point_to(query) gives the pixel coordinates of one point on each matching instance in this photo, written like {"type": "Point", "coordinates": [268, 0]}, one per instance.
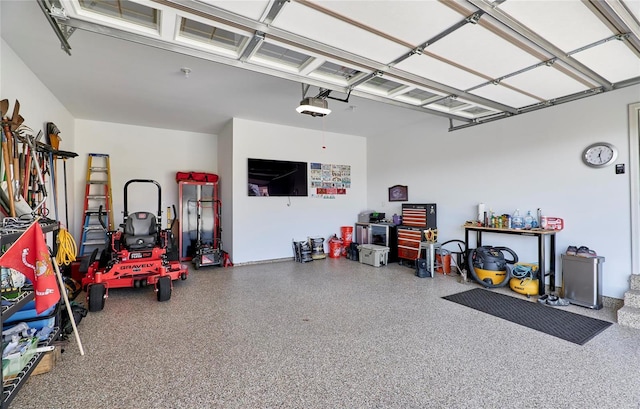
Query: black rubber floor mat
{"type": "Point", "coordinates": [566, 325]}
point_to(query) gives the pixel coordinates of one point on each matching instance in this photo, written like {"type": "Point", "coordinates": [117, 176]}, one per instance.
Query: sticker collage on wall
{"type": "Point", "coordinates": [328, 181]}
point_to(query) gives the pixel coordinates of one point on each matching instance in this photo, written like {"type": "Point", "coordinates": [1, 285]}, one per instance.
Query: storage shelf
{"type": "Point", "coordinates": [8, 235]}
{"type": "Point", "coordinates": [13, 385]}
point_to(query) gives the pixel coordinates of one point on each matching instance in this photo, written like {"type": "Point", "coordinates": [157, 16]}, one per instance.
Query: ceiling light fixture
{"type": "Point", "coordinates": [314, 107]}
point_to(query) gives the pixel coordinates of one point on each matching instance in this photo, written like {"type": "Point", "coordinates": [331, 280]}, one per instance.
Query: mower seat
{"type": "Point", "coordinates": [140, 231]}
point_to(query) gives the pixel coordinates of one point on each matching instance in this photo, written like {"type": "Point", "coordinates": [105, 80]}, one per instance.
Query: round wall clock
{"type": "Point", "coordinates": [599, 154]}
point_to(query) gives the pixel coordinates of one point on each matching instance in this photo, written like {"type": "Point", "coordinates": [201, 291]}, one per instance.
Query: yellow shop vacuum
{"type": "Point", "coordinates": [489, 267]}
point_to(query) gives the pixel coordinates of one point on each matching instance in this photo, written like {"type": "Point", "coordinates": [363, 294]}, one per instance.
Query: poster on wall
# # # # # # #
▸ **Set exercise**: Verbatim reproduction of every record is required; images are left out.

▸ **The output**:
point_to(query) gives the pixel coordinates of one point on each matching instance in this photo, written like {"type": "Point", "coordinates": [268, 0]}, one per instance.
Query: black rubber floor mat
{"type": "Point", "coordinates": [566, 325]}
point_to(query) gives the pixel coordinates of one point on each matching instance in this photo, written like {"type": "Point", "coordinates": [117, 176]}, one per instance.
Query: sticker collage on wall
{"type": "Point", "coordinates": [328, 181]}
point_to(query) gives the pixel coordinates of one point on each matching instance in this photo, written like {"type": "Point", "coordinates": [1, 285]}, one per instance.
Query: storage shelf
{"type": "Point", "coordinates": [8, 235]}
{"type": "Point", "coordinates": [13, 385]}
point_to(query) gives the pixel coordinates of one point on each matching instance in this photo, written like {"type": "Point", "coordinates": [157, 16]}, one per instance.
Query: ceiling light fixture
{"type": "Point", "coordinates": [314, 107]}
point_to(query) gives the pixel coordinates of one point on each matching instance in this photo, written like {"type": "Point", "coordinates": [331, 280]}, one per instance.
Query: mower seat
{"type": "Point", "coordinates": [140, 231]}
point_to(query) gives the pixel coordinates of one point on each matching instance in this photo, written like {"type": "Point", "coordinates": [105, 80]}, one per instance.
Query: round wall clock
{"type": "Point", "coordinates": [599, 154]}
point_to(query) gives the pixel coordinates of one point on each matching instance in this photo, written like {"type": "Point", "coordinates": [201, 291]}, one per instance.
Query: yellow shop vacuum
{"type": "Point", "coordinates": [489, 267]}
point_to(query) gives the pixel coordinates of one point on each matching instance in this photo, written like {"type": "Point", "coordinates": [363, 294]}, one per instance.
Query: poster on wall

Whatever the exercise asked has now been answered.